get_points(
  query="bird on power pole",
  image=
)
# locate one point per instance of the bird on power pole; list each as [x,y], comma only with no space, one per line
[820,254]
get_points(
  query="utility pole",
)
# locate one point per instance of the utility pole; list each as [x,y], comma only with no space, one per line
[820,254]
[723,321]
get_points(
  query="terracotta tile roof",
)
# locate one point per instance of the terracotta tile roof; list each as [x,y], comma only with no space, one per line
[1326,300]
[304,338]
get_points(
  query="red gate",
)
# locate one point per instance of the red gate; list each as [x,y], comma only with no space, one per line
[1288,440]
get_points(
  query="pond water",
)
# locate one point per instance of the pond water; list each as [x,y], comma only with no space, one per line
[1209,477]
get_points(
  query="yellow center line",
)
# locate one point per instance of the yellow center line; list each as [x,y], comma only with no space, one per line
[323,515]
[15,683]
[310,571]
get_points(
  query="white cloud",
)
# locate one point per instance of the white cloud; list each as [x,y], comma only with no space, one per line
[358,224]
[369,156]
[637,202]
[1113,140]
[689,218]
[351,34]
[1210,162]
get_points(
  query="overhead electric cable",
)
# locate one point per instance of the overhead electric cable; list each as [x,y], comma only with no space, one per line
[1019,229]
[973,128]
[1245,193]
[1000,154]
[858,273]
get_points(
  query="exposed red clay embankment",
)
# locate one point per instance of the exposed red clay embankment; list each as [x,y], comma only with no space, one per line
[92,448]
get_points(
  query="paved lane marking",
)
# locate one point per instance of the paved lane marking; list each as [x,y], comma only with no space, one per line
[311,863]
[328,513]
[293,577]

Description of the task: Set down the whole listing above once more, reproducing every line without any change.

Exercise response:
get_points(
  query="bird on power pole",
  image=
)
# locate one point per instance of the bird on power pole; list each as [x,y], comma only with no space, one per line
[820,254]
get_points(
  query="utility pole",
)
# locate one point per instance of the utility pole; list each as [x,y], comma only with no space, one per line
[820,254]
[723,321]
get_points(
  query="terracotta tile roof",
)
# locate one point per instance of the terracotta tile roof; list each as [x,y], comma only with no space, one per line
[1326,300]
[304,338]
get_points(
  query="red gate",
)
# locate one point per instance of the red gate; list each as [x,y], comma only with no space, one per line
[1288,440]
get_points(
  query="pond water",
)
# locate one point per instance of the pond water; list each as [x,y], comma only with no space, one per line
[1209,477]
get_points(
  query="yellow center line",
)
# locate one point per instance of the yellow center line; list each as [x,y], comma only with no space, one per line
[323,515]
[15,683]
[310,571]
get_points(
  query="white cloud",
)
# locate one point per instance of the white cloud; list each as [x,y], comma only with no space, one per line
[358,224]
[369,156]
[637,202]
[1113,140]
[689,218]
[351,34]
[1210,162]
get_points(
  query="overhead electric cable",
)
# locate one point per instance of the overhead electric cable; list each as [x,y], comma only with no space, one per line
[1019,229]
[973,128]
[1245,193]
[1000,154]
[858,273]
get_points(
  query="exposed red clay embankment",
)
# locate one point per instance of the exposed red clay embankment; list each as [x,y], comma only with no space, one per line
[92,448]
get_points(
  query="paved lane marking",
)
# locate one point per instance of the paved lane marking; list each as [x,y], comma only with no space, one per line
[311,863]
[328,513]
[293,577]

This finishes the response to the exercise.